#### THE INPUT

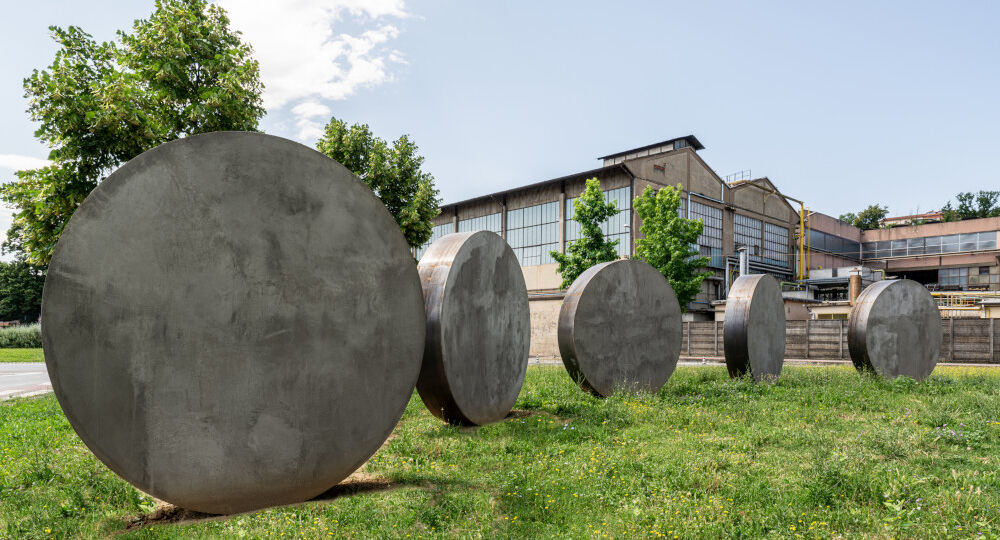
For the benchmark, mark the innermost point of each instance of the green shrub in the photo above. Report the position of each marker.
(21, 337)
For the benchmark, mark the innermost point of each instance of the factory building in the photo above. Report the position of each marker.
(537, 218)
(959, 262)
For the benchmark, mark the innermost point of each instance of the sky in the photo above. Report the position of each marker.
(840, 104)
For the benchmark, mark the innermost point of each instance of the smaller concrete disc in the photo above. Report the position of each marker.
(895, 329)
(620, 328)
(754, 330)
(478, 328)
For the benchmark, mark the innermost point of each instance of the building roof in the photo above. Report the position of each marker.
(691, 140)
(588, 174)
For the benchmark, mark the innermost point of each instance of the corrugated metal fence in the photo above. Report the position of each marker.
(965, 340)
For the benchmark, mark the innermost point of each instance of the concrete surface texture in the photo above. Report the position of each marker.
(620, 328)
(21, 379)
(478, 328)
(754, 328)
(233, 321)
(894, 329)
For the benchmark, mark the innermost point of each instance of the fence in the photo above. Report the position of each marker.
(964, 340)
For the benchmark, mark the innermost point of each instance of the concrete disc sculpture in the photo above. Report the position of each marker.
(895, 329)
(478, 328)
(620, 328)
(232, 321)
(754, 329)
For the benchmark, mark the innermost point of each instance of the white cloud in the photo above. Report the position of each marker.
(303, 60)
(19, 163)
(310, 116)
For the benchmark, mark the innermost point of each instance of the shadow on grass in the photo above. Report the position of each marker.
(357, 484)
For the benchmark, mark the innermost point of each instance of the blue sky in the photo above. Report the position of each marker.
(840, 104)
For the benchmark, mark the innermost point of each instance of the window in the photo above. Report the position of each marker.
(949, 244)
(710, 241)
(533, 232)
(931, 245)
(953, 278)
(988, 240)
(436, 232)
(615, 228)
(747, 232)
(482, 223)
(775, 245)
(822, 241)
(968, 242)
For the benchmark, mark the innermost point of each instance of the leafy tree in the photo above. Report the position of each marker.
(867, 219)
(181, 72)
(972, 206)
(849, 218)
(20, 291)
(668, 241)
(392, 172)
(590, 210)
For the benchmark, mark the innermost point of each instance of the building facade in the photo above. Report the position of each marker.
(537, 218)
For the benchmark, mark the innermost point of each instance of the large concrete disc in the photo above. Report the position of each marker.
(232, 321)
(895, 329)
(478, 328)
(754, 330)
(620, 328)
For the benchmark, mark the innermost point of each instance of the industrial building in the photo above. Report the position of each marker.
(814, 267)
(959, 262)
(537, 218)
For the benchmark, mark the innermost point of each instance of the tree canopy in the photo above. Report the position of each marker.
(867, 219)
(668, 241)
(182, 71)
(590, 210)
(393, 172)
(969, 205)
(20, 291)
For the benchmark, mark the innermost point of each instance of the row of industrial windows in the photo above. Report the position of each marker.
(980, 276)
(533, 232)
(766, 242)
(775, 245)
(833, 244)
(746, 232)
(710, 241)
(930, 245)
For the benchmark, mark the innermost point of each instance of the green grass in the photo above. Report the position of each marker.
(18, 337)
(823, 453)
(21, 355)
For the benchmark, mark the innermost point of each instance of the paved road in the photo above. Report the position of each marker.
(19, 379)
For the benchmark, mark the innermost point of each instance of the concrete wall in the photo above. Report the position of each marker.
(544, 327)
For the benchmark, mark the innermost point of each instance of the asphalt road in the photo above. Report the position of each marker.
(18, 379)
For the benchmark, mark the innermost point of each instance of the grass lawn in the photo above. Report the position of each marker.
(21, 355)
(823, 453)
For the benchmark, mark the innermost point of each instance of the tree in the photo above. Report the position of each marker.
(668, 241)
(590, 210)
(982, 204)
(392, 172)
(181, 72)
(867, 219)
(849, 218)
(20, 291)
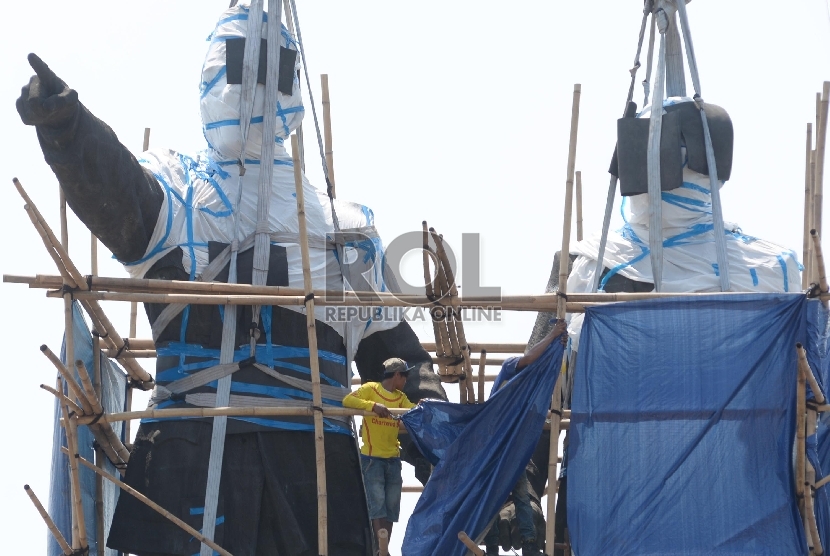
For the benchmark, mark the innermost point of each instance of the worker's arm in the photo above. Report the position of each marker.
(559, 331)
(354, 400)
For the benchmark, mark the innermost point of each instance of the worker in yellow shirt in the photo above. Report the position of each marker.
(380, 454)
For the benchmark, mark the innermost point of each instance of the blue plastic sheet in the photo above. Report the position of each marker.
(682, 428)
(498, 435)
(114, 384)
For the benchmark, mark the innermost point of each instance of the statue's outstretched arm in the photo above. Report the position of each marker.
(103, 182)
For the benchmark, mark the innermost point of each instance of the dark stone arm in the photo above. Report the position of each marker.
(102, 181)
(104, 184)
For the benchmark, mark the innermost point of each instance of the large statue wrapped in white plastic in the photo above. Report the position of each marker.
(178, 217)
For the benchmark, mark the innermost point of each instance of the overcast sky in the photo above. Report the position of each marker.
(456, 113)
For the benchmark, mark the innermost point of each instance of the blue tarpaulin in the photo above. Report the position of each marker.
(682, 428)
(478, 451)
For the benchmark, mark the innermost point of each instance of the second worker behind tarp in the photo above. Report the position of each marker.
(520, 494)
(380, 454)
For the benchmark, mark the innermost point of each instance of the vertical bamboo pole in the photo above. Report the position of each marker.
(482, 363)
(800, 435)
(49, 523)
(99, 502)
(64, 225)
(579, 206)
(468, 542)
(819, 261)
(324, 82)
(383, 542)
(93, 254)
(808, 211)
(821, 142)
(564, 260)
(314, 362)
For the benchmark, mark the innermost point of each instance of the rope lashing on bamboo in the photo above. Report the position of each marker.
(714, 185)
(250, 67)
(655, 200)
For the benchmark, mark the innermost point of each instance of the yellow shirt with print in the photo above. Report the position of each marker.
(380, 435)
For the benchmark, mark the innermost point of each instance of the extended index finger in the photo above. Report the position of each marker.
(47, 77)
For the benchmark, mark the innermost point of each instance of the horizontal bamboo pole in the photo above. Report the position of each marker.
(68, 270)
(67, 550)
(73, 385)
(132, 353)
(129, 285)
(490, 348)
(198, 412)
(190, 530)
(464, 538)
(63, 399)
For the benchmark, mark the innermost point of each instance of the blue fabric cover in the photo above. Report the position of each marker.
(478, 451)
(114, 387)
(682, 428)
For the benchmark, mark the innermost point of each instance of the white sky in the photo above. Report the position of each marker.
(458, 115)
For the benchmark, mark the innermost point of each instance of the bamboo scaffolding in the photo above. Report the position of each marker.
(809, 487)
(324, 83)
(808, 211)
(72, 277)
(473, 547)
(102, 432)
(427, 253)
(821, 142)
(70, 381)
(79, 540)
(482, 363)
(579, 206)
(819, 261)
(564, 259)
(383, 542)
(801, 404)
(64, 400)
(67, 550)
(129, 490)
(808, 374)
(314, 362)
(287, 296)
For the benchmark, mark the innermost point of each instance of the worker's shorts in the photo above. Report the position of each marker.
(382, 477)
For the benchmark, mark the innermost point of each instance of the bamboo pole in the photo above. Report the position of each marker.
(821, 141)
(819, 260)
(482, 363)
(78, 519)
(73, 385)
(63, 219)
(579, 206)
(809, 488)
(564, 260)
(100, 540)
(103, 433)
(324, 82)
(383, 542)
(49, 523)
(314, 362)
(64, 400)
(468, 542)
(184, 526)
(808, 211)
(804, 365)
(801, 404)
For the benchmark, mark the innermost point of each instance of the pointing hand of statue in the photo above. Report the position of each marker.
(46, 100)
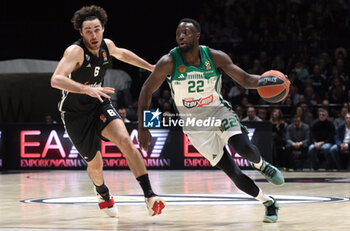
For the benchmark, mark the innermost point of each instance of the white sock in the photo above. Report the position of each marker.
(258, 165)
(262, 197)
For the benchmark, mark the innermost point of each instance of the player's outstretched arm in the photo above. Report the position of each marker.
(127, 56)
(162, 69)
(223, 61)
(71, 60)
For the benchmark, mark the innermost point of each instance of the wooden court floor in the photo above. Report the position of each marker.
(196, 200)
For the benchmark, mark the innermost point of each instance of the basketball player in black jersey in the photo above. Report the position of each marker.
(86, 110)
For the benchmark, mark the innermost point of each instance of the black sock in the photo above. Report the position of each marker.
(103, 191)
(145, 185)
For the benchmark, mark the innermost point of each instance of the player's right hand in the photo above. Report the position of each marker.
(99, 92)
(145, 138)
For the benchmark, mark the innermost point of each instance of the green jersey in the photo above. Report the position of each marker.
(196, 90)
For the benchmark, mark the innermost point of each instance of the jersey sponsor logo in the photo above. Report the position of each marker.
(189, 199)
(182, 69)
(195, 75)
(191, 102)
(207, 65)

########
#### THE INPUT

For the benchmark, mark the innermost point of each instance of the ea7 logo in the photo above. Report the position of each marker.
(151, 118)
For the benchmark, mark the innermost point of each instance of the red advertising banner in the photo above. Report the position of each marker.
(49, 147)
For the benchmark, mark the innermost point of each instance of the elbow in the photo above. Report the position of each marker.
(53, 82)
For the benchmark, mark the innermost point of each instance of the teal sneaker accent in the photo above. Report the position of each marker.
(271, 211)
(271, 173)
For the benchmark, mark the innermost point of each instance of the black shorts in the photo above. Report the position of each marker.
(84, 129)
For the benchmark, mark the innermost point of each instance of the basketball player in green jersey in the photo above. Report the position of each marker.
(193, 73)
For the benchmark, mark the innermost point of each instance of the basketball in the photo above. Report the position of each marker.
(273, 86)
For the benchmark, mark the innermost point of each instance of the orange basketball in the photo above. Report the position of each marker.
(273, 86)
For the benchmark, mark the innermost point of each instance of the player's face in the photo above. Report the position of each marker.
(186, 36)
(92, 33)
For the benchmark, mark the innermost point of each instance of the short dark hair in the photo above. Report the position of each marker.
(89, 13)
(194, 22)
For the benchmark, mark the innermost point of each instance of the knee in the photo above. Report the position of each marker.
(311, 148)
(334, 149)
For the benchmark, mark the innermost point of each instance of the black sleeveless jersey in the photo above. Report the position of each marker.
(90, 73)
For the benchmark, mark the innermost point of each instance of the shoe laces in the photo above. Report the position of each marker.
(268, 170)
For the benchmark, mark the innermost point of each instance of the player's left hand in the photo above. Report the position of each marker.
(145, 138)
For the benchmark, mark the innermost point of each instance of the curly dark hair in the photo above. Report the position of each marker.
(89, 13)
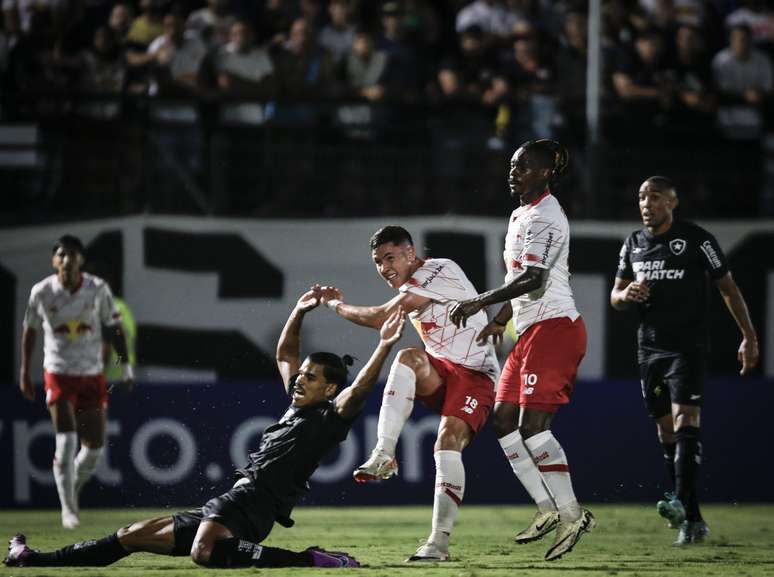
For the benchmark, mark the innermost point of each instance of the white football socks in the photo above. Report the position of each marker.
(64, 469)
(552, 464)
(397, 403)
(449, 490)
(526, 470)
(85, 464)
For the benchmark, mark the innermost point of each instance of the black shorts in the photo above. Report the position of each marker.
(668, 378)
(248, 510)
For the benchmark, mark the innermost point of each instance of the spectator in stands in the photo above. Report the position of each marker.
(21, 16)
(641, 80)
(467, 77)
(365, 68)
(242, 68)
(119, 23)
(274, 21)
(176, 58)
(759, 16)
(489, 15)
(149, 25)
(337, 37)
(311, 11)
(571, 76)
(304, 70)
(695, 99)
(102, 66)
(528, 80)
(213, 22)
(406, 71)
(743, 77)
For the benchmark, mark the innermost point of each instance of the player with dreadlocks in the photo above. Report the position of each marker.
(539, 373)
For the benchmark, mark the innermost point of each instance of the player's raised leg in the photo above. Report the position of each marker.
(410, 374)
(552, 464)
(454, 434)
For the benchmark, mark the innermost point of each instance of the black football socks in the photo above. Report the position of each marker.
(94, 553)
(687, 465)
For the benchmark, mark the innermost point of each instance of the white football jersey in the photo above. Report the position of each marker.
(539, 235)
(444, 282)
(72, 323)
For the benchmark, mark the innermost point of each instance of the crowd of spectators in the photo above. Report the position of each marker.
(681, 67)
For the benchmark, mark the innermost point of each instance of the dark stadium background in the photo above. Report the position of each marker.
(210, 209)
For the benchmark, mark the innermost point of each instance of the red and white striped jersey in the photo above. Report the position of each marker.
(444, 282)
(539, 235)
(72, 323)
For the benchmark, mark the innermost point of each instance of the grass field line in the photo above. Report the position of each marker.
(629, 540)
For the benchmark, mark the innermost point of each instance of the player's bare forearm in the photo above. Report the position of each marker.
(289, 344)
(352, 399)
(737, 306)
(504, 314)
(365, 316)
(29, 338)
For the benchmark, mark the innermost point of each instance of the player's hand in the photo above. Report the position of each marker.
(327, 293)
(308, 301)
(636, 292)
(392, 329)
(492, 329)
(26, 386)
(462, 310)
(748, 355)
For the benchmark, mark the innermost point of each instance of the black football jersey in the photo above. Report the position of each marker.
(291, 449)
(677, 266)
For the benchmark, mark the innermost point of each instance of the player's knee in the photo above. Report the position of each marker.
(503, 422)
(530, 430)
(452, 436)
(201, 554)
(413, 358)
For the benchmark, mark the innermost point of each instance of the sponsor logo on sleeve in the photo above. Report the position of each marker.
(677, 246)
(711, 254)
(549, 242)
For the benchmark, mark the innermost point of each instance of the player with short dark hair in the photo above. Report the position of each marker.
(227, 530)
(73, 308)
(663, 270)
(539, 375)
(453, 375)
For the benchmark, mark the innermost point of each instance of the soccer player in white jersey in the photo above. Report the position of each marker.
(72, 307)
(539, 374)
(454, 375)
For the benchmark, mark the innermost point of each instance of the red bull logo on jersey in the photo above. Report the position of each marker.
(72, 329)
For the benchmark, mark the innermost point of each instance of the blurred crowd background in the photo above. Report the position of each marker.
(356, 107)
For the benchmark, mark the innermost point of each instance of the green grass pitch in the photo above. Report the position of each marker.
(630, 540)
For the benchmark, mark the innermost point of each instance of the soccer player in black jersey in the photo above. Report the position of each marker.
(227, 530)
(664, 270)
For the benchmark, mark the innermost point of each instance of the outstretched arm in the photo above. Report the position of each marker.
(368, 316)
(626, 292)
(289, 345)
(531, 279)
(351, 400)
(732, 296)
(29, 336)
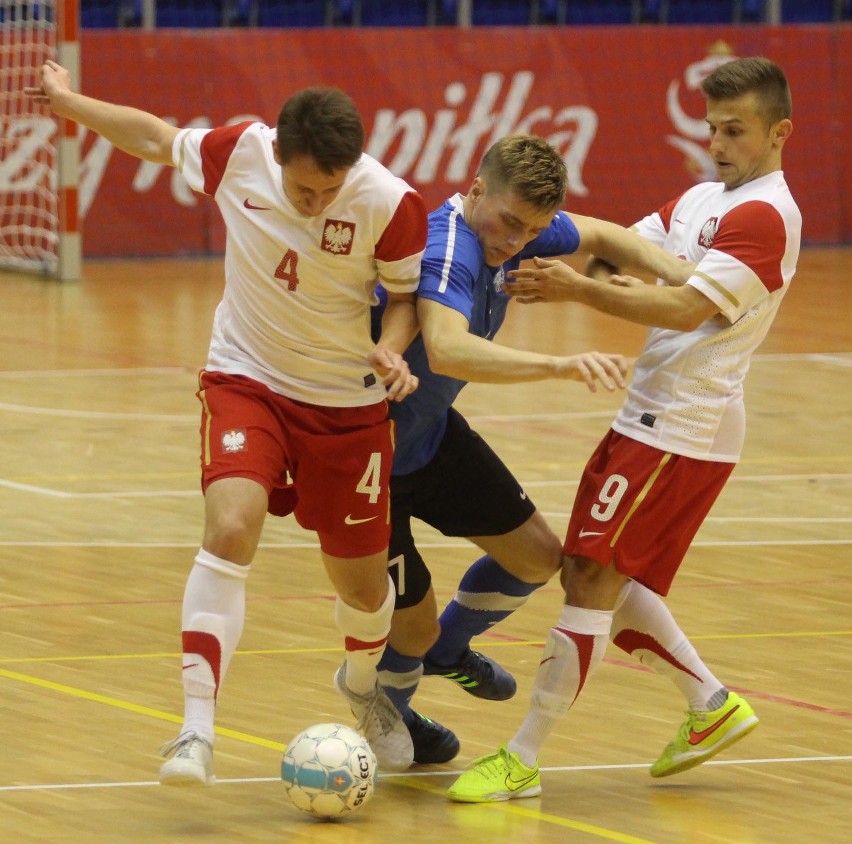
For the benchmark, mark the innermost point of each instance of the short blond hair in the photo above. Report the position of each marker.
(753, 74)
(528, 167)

########
#### THE INPUT

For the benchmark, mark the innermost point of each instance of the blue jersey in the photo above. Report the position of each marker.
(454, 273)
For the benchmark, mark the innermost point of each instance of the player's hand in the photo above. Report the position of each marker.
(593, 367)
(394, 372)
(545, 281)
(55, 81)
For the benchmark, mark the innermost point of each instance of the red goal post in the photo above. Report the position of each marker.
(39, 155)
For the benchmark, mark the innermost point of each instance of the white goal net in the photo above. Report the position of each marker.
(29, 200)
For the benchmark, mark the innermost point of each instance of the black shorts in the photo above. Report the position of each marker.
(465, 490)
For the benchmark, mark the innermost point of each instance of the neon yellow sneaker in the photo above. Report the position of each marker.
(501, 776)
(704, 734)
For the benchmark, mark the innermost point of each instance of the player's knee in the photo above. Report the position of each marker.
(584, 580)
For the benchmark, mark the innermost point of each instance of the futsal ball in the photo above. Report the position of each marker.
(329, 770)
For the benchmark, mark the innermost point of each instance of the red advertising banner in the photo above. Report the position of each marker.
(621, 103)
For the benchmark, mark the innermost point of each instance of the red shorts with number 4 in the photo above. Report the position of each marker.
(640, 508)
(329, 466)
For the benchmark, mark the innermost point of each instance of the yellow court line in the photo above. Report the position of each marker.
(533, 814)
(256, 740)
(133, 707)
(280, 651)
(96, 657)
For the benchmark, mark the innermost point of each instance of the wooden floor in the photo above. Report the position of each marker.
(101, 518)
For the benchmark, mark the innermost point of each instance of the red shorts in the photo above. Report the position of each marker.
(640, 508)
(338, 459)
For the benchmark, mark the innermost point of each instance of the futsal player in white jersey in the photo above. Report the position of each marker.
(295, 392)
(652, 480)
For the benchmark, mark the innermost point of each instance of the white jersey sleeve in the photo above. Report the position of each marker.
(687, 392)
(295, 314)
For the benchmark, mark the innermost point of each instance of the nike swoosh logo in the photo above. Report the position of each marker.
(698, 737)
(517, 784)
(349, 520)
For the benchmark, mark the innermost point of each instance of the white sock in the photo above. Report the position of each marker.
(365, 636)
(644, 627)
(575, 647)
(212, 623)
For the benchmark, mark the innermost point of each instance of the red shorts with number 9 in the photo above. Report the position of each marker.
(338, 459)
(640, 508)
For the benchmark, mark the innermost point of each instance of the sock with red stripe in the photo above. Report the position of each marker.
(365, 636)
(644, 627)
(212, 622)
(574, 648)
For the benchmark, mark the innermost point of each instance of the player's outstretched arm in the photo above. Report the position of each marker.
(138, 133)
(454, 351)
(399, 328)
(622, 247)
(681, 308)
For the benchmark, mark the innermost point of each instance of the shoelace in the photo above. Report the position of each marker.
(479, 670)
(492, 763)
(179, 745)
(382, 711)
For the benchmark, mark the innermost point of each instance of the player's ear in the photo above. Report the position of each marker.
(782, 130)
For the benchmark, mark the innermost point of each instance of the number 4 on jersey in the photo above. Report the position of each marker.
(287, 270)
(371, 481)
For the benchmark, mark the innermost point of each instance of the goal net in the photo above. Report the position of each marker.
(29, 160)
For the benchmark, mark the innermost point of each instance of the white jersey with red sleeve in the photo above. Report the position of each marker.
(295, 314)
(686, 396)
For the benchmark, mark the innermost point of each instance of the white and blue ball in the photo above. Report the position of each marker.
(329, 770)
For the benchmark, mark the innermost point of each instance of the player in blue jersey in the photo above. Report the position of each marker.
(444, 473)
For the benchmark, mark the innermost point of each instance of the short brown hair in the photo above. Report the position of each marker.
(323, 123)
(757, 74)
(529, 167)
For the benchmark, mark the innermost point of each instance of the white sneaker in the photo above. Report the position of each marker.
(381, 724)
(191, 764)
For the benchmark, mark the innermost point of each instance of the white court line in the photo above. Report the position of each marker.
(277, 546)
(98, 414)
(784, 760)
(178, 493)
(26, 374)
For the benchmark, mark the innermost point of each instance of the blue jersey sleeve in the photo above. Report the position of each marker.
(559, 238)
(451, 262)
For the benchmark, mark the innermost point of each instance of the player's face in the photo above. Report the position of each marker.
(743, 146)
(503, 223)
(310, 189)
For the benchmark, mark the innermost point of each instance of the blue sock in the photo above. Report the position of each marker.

########

▶ **OBJECTIVE**: Locate every line in the records above that contains the word "bamboo" and copy each one in full.

▶ **ANSWER TO THIS TASK**:
For the benchmark, mark the innermost point of each instance of the vertical bamboo pole in the photo above. Report the position of each marker.
For the benchmark, mark the innermost point of each instance of the rope lashing on bamboo in the photo above. Report the position of each marker.
For the benchmark, mark the innermost point of each instance of the horizontal bamboo pole in the photo above. Report the position of each marker.
For the benchmark, mark the innermost point of each instance of the bamboo scaffolding in the photo above. Report the position of each marker.
For the benchmark, mark the innermost point of each instance of the bamboo pole in the photo above. Report the position of each marker.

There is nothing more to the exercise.